--- start TASK DATA ---

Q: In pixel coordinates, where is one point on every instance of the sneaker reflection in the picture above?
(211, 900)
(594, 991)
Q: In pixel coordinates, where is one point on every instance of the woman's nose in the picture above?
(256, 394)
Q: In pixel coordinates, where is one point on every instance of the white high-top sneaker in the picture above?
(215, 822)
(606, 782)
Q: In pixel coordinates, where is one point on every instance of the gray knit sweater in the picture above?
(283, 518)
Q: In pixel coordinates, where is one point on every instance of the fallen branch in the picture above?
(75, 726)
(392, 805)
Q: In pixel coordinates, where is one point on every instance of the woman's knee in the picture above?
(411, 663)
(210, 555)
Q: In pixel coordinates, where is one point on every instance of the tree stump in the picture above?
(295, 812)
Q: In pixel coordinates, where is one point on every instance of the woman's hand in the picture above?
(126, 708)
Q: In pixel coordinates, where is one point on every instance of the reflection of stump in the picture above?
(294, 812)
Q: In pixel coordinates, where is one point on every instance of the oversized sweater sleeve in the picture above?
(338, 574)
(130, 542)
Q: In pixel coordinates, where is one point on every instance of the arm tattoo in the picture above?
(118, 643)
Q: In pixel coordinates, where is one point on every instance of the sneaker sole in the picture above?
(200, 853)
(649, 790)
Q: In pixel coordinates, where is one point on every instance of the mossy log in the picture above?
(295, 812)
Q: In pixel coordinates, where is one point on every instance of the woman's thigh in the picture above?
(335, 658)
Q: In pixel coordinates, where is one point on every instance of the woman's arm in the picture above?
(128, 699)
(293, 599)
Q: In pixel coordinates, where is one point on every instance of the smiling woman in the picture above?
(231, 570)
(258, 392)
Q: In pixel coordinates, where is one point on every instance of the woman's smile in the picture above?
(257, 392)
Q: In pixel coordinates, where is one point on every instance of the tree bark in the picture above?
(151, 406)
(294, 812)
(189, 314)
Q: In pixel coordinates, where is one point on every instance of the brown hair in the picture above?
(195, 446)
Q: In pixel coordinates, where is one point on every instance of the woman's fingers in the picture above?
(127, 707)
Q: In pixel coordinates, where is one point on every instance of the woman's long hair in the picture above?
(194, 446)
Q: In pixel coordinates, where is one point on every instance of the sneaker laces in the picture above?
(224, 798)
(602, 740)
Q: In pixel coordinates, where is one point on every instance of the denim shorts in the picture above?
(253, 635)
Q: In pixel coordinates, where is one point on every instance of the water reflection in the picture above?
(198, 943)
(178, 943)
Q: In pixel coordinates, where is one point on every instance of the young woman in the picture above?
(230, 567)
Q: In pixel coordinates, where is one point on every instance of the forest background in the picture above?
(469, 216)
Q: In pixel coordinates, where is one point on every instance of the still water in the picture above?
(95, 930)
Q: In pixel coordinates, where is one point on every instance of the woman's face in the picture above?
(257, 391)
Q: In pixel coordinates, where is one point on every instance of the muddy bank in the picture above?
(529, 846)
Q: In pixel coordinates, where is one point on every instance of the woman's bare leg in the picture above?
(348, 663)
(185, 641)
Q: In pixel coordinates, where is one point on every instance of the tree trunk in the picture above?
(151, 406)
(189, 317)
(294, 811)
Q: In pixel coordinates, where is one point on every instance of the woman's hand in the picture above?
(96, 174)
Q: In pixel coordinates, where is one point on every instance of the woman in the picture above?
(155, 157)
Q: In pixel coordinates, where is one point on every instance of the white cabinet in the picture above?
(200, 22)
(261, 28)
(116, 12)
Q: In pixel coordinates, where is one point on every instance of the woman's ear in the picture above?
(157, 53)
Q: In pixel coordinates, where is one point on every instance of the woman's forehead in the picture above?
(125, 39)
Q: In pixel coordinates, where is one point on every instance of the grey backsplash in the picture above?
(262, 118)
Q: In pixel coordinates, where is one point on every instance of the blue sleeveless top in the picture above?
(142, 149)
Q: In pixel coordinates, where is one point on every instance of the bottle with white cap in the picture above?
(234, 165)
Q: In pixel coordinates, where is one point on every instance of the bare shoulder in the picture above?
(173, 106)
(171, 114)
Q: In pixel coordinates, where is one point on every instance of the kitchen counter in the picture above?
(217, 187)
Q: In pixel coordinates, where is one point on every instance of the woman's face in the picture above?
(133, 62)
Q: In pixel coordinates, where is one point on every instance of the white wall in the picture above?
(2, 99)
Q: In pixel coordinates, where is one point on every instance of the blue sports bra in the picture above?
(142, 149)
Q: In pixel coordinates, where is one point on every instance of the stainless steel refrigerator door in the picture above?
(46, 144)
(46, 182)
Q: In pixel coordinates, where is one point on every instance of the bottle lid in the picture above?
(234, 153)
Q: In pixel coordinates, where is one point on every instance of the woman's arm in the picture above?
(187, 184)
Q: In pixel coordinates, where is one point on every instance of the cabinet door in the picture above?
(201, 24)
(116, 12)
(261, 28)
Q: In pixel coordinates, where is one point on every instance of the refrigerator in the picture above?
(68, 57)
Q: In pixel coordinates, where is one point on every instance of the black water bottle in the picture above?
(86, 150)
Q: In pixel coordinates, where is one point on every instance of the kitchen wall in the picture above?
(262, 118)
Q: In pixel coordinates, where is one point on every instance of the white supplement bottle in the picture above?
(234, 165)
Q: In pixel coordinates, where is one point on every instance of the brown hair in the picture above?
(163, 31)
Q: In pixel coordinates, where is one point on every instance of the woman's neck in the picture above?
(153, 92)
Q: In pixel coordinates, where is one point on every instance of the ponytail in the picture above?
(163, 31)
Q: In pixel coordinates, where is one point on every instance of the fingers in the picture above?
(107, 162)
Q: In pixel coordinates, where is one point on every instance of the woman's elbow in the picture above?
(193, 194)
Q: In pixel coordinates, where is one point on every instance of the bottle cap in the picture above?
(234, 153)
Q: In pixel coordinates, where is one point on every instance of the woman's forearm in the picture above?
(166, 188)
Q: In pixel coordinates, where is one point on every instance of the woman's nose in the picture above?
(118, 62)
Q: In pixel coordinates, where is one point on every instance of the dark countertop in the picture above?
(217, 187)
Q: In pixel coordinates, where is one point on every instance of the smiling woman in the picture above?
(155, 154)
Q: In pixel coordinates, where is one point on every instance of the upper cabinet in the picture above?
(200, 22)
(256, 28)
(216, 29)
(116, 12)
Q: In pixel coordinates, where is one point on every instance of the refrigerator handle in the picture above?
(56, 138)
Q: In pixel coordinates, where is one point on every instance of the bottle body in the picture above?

--- end TASK DATA ---

■ CHALLENGE
Make a verbatim copy of every entry shown above.

■ WORKED SOLUTION
Q: In pixel coordinates, where is one point on every instance of the sneaker reflection in the picture above?
(211, 900)
(594, 991)
Q: In pixel coordinates, where is one point on every instance of the woman's nose in the picture above?
(256, 394)
Q: In pixel coordinates, where is one point on every instance of the white high-top sneaker in the picture above?
(215, 822)
(606, 782)
Q: In pixel coordinates, where is one point on every instance of the gray knit sweater in the picture above?
(283, 518)
Q: In pixel coordinates, where is one point on every instance of the fallen branch in the picture above?
(75, 726)
(392, 805)
Q: In pixel coordinates, where is one point on every instance of the woman's knee in the picture above?
(411, 663)
(210, 555)
Q: In pixel coordinates, where is one point on every instance of the tree stump in the picture above?
(295, 812)
Q: In pixel coordinates, where is one point on every instance of the woman's hand in the picture above?
(126, 708)
Q: In pixel coordinates, where is one point on every instance of the reflection of stump in the picture above?
(294, 812)
Q: In pixel coordinates, where is one point on every instance of the oversized sweater sleeve in the picture above?
(338, 574)
(130, 542)
Q: In pixel coordinates, where is one point on every instance of the arm tattoo in the picture above?
(118, 643)
Q: In pixel coordinates, where is one point on every instance of the sneaker sole in the picture above?
(200, 853)
(649, 790)
Q: In pixel coordinates, where is one point on every instance of the mossy log in the picture above?
(295, 812)
Q: In pixel coordinates, where is one point on every instance of the woman's thigh in the picture above?
(335, 658)
Q: In pixel coordinates, where is one point on every instance of the woman's arm in the picture above?
(128, 699)
(293, 599)
Q: In pixel coordinates, where is one point on every instance of the smiling woman in the picture above?
(231, 570)
(258, 392)
Q: In pixel coordinates, where is one point on every instance of the woman's smile in the picture above?
(257, 392)
Q: In pixel coordinates, where is one point on every instance of the tree bark in the picture above?
(151, 406)
(294, 812)
(189, 314)
Q: In pixel coordinates, where is one point on every instance of the brown hair in the picture above?
(195, 446)
Q: In pixel coordinates, where is one point on every instance of the woman's fingers in the picture above?
(127, 707)
Q: In pixel coordinates, where is one point on every instance of the woman's long hair in the picture above?
(194, 446)
Q: In pixel coordinates, where is one point on every instance of the sneaker laces in the picture above?
(224, 798)
(602, 740)
Q: In pixel coordinates, where is one point on every instance of the denim shorts in the picture above?
(253, 635)
Q: In pixel coordinates, where is one point on every instance of the water reflection in the picture above?
(198, 943)
(178, 943)
Q: In pixel coordinates, where is one point on every instance of the young woman in the picture above?
(230, 567)
Q: In pixel coordinates, where is one point on every instance of the forest background in the picture above?
(469, 216)
Q: In pixel coordinates, where is one point on every instance of the still water in the picture above?
(95, 930)
Q: In pixel coordinates, where is one point on every instance of the woman's face in the picture above?
(257, 391)
Q: In pixel coordinates, where is one point on every instance of the muddy bank in the picture above?
(529, 846)
Q: In pixel coordinates, where is one point on every instance of the woman's bare leg in the picture above?
(348, 663)
(185, 641)
Q: In pixel coordinates, where is one point on every instance of the tree trunk in the picture above?
(151, 406)
(189, 317)
(294, 811)
Q: In pixel coordinates, where is one point on every instance of the woman's hand in the picture above?
(96, 174)
Q: In pixel coordinates, where is one point on every instance of the woman in the picture above?
(155, 157)
Q: In pixel coordinates, where is one point on every instance of the white cabinet in the picture above?
(200, 22)
(261, 28)
(116, 12)
Q: In pixel coordinates, where is one point on every instance of the woman's ear in the picture above?
(157, 53)
Q: In pixel coordinates, where is one point on every instance of the woman's forehead in the picture above?
(125, 39)
Q: In pixel coordinates, where is one point on every instance of the grey backsplash in the picture above?
(262, 118)
Q: In pixel coordinates, where is one point on every instance of the blue sleeveless top in the picture above?
(142, 149)
Q: In pixel coordinates, where is one point on every instance of the bottle with white cap in the picture above?
(234, 165)
Q: In pixel coordinates, where is one point on every instance of the bare shoulder in the picture above?
(173, 106)
(171, 114)
Q: In pixel coordinates, where is one point on every instance of the kitchen counter in the picture above?
(217, 187)
Q: In pixel coordinates, where is one point on every instance of the woman's face in the picture above?
(133, 62)
Q: In pixel coordinates, where is one point on every instance of the white wall in the picture above?
(2, 99)
Q: In pixel coordinates, where is one point on every instance of the blue sports bra in the picture above?
(142, 149)
Q: In pixel coordinates, where is one point on every instance of the stainless steel refrigerator door in the picture above?
(46, 144)
(46, 182)
Q: In pixel coordinates, where is one point on every instance of the bottle lid in the picture above?
(234, 153)
Q: In pixel coordinates, where is one point on every instance of the woman's arm in the picture above?
(187, 184)
Q: In pixel coordinates, where is one point on every instance of the cabinet door in the picture above?
(201, 24)
(116, 12)
(261, 28)
Q: In pixel coordinates, where is one point on every instance of the refrigerator in the picture above?
(68, 57)
Q: In pixel coordinates, where is one point on every instance of the black water bottle in the picture above?
(86, 150)
Q: In pixel coordinates, where is one point on every instance of the kitchen wall in the picture above?
(262, 118)
Q: In pixel coordinates, where is one point on every instance of the white supplement bottle in the picture above?
(234, 165)
Q: In pixel coordinates, where is one point on every instance of the brown hair in the picture above?
(163, 31)
Q: In pixel coordinates, where is one point on every instance of the woman's neck in the picture above?
(153, 92)
Q: In pixel coordinates, where is one point on every instance of the ponytail in the picture above?
(163, 31)
Q: In pixel coordinates, where is one point on every instance of the fingers in the picture above?
(107, 162)
Q: In pixel coordinates, where is one point on every instance of the woman's elbow in the picture above?
(193, 194)
Q: In pixel coordinates, where is one point on every instance of the bottle cap in the picture above?
(234, 153)
Q: In pixel coordinates, where is one point on every instance of the woman's forearm in the picture above?
(166, 188)
Q: In pixel coordinates, where is one point on every instance of the woman's nose in the picture above?
(118, 62)
Q: In pixel coordinates, where is one point on every instance of the dark countertop in the picture above?
(217, 187)
Q: In pixel coordinates, where is one point on every instance of the smiling woman in the picture above?
(155, 154)
Q: In pixel coordinates, where is one point on every instance of the upper cabinet in the picture above?
(200, 22)
(256, 28)
(216, 29)
(116, 12)
Q: In pixel coordinates, where is one point on every instance of the refrigerator handle in the picture above?
(56, 138)
Q: In pixel coordinates, where is one point on every instance of the bottle body in the picture above?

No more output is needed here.